» GIVEN PROBLEM: Skip the images and return the records below exactly.

» RECORDS PROVIDED:
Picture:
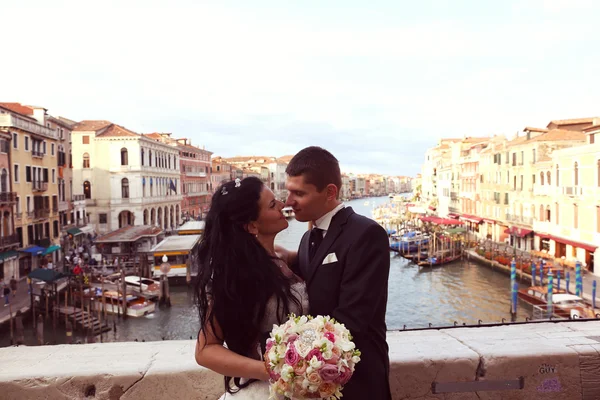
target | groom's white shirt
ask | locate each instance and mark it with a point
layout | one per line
(324, 222)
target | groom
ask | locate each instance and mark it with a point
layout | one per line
(345, 262)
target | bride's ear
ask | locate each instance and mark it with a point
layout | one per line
(251, 228)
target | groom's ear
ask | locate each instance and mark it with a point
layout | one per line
(331, 192)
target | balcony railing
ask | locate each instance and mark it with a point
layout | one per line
(9, 240)
(572, 190)
(11, 120)
(39, 186)
(8, 197)
(519, 219)
(41, 213)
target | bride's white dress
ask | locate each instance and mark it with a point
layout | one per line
(260, 390)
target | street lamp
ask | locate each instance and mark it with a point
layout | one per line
(165, 267)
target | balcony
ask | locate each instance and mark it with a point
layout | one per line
(195, 173)
(544, 190)
(519, 219)
(41, 213)
(572, 191)
(39, 186)
(9, 240)
(8, 198)
(14, 121)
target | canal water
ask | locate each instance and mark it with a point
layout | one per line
(463, 291)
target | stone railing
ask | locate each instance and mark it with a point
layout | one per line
(523, 361)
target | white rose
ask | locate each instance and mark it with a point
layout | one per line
(315, 363)
(302, 348)
(287, 372)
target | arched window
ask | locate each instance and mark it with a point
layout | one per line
(125, 188)
(87, 190)
(124, 158)
(4, 181)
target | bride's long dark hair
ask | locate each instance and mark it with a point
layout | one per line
(236, 275)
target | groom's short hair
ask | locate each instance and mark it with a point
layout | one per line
(318, 166)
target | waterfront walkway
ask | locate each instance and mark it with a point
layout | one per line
(21, 302)
(588, 278)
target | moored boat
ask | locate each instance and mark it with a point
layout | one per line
(137, 306)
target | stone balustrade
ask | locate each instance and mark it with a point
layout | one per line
(551, 360)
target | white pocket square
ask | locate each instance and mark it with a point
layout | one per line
(331, 258)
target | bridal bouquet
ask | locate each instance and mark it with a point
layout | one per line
(310, 358)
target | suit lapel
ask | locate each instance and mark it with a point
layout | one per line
(335, 229)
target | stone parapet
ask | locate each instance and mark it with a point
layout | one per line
(553, 360)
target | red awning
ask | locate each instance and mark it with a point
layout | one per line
(471, 218)
(516, 231)
(440, 221)
(585, 246)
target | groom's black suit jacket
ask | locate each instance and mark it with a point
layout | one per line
(353, 290)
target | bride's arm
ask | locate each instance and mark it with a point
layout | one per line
(211, 353)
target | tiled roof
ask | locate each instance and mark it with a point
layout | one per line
(129, 233)
(573, 121)
(552, 135)
(91, 125)
(18, 108)
(117, 130)
(532, 129)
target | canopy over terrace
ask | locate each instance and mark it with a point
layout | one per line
(440, 220)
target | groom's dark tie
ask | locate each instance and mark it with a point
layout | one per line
(316, 237)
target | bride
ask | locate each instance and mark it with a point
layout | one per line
(243, 286)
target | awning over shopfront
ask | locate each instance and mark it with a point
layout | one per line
(471, 218)
(8, 255)
(34, 250)
(440, 221)
(585, 246)
(52, 249)
(74, 231)
(519, 232)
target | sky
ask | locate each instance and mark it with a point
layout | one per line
(376, 83)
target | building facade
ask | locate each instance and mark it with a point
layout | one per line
(33, 154)
(125, 178)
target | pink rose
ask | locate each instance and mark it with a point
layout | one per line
(300, 367)
(329, 373)
(291, 356)
(314, 378)
(330, 336)
(327, 389)
(333, 360)
(274, 376)
(314, 353)
(270, 343)
(344, 376)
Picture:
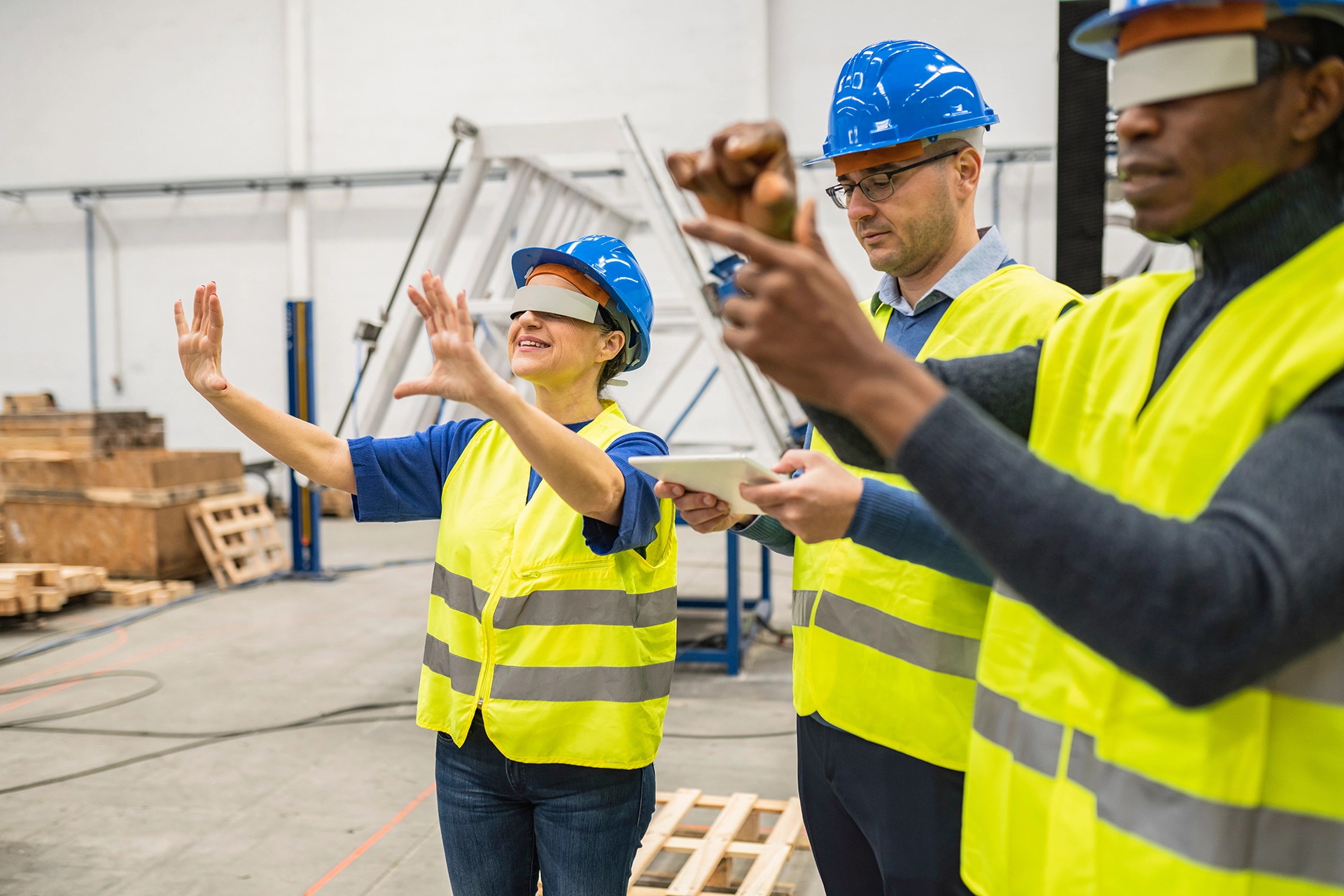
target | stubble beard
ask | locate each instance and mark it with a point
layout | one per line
(926, 238)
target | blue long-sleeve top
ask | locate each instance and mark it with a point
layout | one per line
(402, 479)
(891, 520)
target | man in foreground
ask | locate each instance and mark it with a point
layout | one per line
(1159, 688)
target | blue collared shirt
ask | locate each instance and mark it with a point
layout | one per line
(910, 326)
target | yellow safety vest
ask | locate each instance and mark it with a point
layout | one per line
(1086, 780)
(566, 654)
(882, 648)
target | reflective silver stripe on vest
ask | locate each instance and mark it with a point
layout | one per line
(568, 684)
(461, 671)
(458, 593)
(1032, 741)
(588, 606)
(1319, 676)
(1233, 837)
(926, 648)
(803, 602)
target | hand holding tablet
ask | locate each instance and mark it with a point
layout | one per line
(718, 475)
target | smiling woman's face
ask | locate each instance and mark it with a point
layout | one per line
(553, 351)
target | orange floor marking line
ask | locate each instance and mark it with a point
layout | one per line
(70, 664)
(369, 843)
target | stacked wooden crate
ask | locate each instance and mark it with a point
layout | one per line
(76, 434)
(125, 512)
(132, 593)
(45, 587)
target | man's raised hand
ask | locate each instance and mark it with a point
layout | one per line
(201, 342)
(745, 175)
(460, 372)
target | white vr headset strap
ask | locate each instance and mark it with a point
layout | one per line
(554, 300)
(1179, 69)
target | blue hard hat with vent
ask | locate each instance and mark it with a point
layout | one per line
(897, 92)
(610, 265)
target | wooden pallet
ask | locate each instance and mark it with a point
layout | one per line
(238, 536)
(736, 833)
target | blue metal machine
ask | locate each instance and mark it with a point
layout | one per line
(737, 640)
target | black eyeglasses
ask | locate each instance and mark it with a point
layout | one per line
(881, 186)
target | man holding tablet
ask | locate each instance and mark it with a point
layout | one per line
(885, 649)
(1159, 486)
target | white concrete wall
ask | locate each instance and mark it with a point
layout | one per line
(182, 89)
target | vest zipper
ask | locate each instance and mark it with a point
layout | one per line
(487, 679)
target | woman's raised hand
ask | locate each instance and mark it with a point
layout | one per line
(460, 372)
(200, 343)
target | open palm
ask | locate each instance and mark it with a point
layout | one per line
(460, 372)
(201, 342)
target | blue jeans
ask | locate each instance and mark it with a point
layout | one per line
(504, 822)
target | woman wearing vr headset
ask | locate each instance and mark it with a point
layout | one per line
(553, 612)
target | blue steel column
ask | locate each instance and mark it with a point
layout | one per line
(304, 503)
(93, 305)
(733, 643)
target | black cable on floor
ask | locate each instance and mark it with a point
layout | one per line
(186, 747)
(207, 592)
(86, 676)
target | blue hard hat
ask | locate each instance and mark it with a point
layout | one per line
(901, 90)
(1100, 34)
(612, 265)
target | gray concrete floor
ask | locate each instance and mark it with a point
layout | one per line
(277, 813)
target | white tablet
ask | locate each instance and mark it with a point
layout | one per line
(720, 475)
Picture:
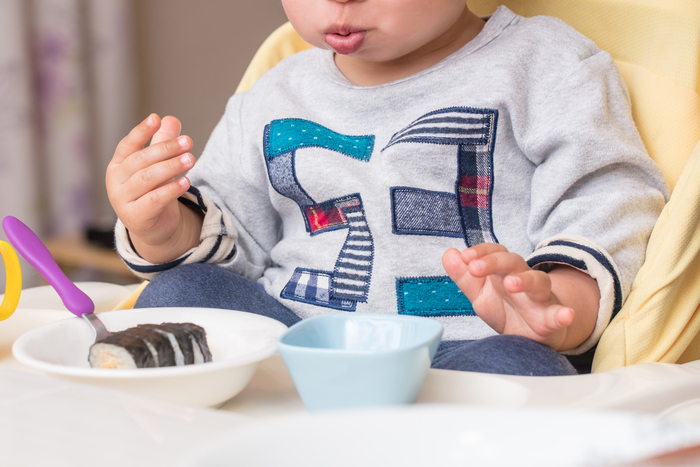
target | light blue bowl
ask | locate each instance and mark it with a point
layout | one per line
(357, 360)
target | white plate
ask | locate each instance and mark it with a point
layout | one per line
(447, 435)
(238, 342)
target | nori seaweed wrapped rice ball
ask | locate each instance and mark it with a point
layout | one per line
(151, 346)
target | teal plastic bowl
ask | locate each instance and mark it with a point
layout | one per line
(357, 360)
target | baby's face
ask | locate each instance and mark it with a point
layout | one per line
(373, 30)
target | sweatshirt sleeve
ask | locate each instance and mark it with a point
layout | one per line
(239, 230)
(596, 193)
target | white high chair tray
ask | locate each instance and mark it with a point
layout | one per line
(664, 391)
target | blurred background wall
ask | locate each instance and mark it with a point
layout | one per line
(77, 75)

» SOLUTION TO THIS TASK:
Picture:
target | groom's white shirt
ask | locate each instance and mark it with a point
layout | one per line
(324, 222)
target | groom
ask | locate each instance and mark it with a point
layout | one per line
(345, 262)
target | bride's ear
ask | locate each instance and mark it with a point
layout | one per line
(251, 228)
target | groom's ear
ask | locate each instance and mark it with a point
layout | one per line
(331, 192)
target | balcony railing
ask | locate each instance and mark it with a point
layout | one per line
(9, 240)
(572, 190)
(11, 120)
(39, 186)
(8, 197)
(519, 219)
(41, 213)
target | bride's white dress
ask | locate each instance and mark it with a point
layout | one per line
(260, 390)
target | street lamp
ask | locate each instance and mark it with a point
layout | one per line
(165, 267)
target | balcony
ask | locate each instance and mark it with a point
layout | one per line
(195, 173)
(544, 190)
(519, 219)
(41, 213)
(572, 191)
(39, 186)
(9, 240)
(8, 198)
(14, 121)
target | canal water
ask | locate each instance and mark it with a point
layout | one per line
(463, 291)
target | stone railing
ask | locate each instance and mark it with a point
layout | one per line
(523, 361)
target | white rose
ask | locate each instance and mark it with a point
layout | one per line
(315, 363)
(302, 348)
(287, 372)
target | arched window
ask | locate each instance and mark it with a point
layout | one per line
(125, 188)
(87, 190)
(124, 158)
(4, 181)
target | bride's long dark hair
ask | locate each instance and mark it with a point
layout | one per line
(236, 275)
target | groom's short hair
ask | locate each instance and mark it with a point
layout | one per line
(318, 166)
target | waterfront walkway
ask | locate each instance and mark it with a point
layout | one per line
(21, 302)
(588, 278)
target | moored boat
ask | locate each instance and mark it with a point
layout | one per line
(137, 306)
target | stone balustrade
ask | locate each instance and mark it with a point
layout | one per line
(551, 360)
target | white pocket square
ask | locate each instance and mark it with a point
layout | one per line
(331, 258)
target | bridal bouquet
ask | locate each instance and mark it with a point
layout | one per line
(310, 358)
target | suit lapel
ask | locate each instance and mark it with a point
layout | one per line
(335, 229)
target | stone parapet
ask | locate each instance and mark it with a point
layout | one per line
(553, 360)
target | red awning
ask | locate each instance and mark it with a point
layout | one per line
(471, 218)
(516, 231)
(440, 221)
(585, 246)
target | groom's black suit jacket
ask | locate each instance and mark it with a point
layout | one per line
(353, 290)
target | bride's arm
ask | locate each instance and mark it with a point
layout | one per line
(211, 353)
target | tiled roof
ask | locate each instance and mark it with a point
layout | one per line
(129, 233)
(573, 121)
(552, 135)
(91, 125)
(18, 108)
(117, 130)
(532, 129)
target | canopy over terrace
ask | locate each instance and mark it with a point
layout | one per line
(440, 220)
target | groom's dark tie
ask | locate each instance and mark it with a point
layout | one per line
(316, 237)
target | bride
ask | locate each instance and mark it with a point
layout | one per line
(243, 286)
target | awning over shopfront
ask | locate each instance and mark it with a point
layout | one per line
(471, 218)
(8, 255)
(34, 250)
(440, 221)
(585, 246)
(52, 249)
(74, 231)
(519, 232)
target | sky
ask | locate each instance and mark it with a point
layout | one per line
(376, 83)
target | building facade
ask | locate each instance and mark it with a point
layout | one per line
(33, 154)
(125, 178)
target | pink rose
ask | locate each instance and mark it with a point
layout | one per line
(300, 367)
(329, 373)
(291, 356)
(314, 378)
(330, 336)
(327, 389)
(333, 360)
(274, 376)
(314, 353)
(270, 343)
(344, 376)
Picture:
target | stubble beard
ask | locate each instance and mark it with a point
layout | one per line
(926, 238)
target | blue long-sleeve top
ask | locate each instance and mark it with a point
layout | one per line
(402, 479)
(891, 520)
target | man in foreground
ask | locate each instance and mark it with a point
layout | one per line
(1159, 688)
target | blue collared shirt
ask | locate each instance and mark it with a point
layout | one per line
(910, 326)
target | yellow safety vest
ask | locate each instance and mark it with a point
layout | one per line
(1086, 780)
(566, 654)
(882, 648)
target | reflective silver stripe on vest
ask | locate each instance and mark it with a point
layout | one per line
(568, 684)
(461, 671)
(458, 593)
(1032, 741)
(588, 606)
(1319, 676)
(1233, 837)
(926, 648)
(803, 602)
target | hand holding tablet
ask | locate each instance and mark it with a point
layout | one per line
(718, 475)
target | smiling woman's face
ask | locate each instance and mark it with a point
layout | one per line
(553, 351)
target | orange floor marking line
ask | locate each instance and mark it with a point
layout | one per line
(70, 664)
(369, 843)
target | stacked wooden crate
ask | locate each instance and mark it with a point
layout | one per line
(76, 434)
(125, 512)
(132, 593)
(45, 587)
target | man's raised hand
ask | locate each instance and mark it with a point
layout | one per line
(201, 342)
(745, 175)
(460, 372)
target | white vr headset strap
ask | locate each instance and mark it with a point
layout | one per line
(554, 300)
(1179, 69)
target | blue hard hat with vent
ask | locate each instance and mark it with a point
layout | one per line
(897, 92)
(610, 265)
target | wooden pallet
ask | locate each instance and mark it with a point
layout | one per line
(238, 536)
(736, 833)
target | blue metal machine
ask | locate each instance and mark it with a point
layout | one per line
(737, 640)
target | black eyeglasses
ask | locate each instance and mark it with a point
layout | one per line
(881, 186)
target | man holding tablet
ask | locate each instance and mark it with a point
layout | one per line
(885, 649)
(1159, 486)
target | white concrete wall
ask | locate each instance and mark it with a point
layout | one per line
(182, 89)
target | vest zipper
ask | locate each instance and mark it with a point
layout | one per line
(487, 679)
target | woman's raised hand
ask | locate each instance and mark it with a point
layout | one per line
(460, 372)
(200, 343)
target | open palm
ask | locate each instance and mark it with a point
layout | one per line
(460, 372)
(201, 342)
target | blue jeans
ask | locate each instance and mark it with a point
layout | one per line
(504, 822)
target | woman wearing vr headset
ask | locate each instance and mark it with a point
layout | one per line
(553, 612)
target | blue steel column
ask | locate each instance and mark it with a point
layout | one per line
(304, 503)
(93, 305)
(733, 643)
target | black cable on floor
ask | locate each instance and mark it with a point
layout | one per line
(186, 747)
(207, 592)
(86, 676)
target | blue hard hat
ask | locate each instance and mark it with a point
layout | one per line
(901, 90)
(1100, 34)
(612, 265)
target | gray concrete floor
ask | locate each instance and mark it with a point
layout | one per line
(277, 813)
target | white tablet
ask | locate each instance and mark it with a point
layout | one per line
(720, 475)
Picture:
target | light blue bowl
ask | locate each instance and mark it with a point
layout | one per line
(357, 360)
target | white plate
ask | locate each instance and mark it with a point
layout | one per line
(447, 435)
(238, 342)
target | nori seaweed wrapped rice ball
ask | locate each instance and mark it with a point
layout | one per line
(151, 346)
target | teal plastic bowl
ask | locate each instance and mark it with a point
layout | one per line
(357, 360)
target | baby's face
ask | locate each instance and mark it with a point
layout | one per line
(373, 30)
target | sweatshirt sleeve
ask | locate each instance and mark it with a point
layout | one per line
(239, 230)
(596, 193)
target | white high chair tray
ask | locate each instance and mark it with a point
layout | one per line
(664, 391)
target | blurred background wall
ask | locate each instance and mark it with a point
layout | one per line
(77, 75)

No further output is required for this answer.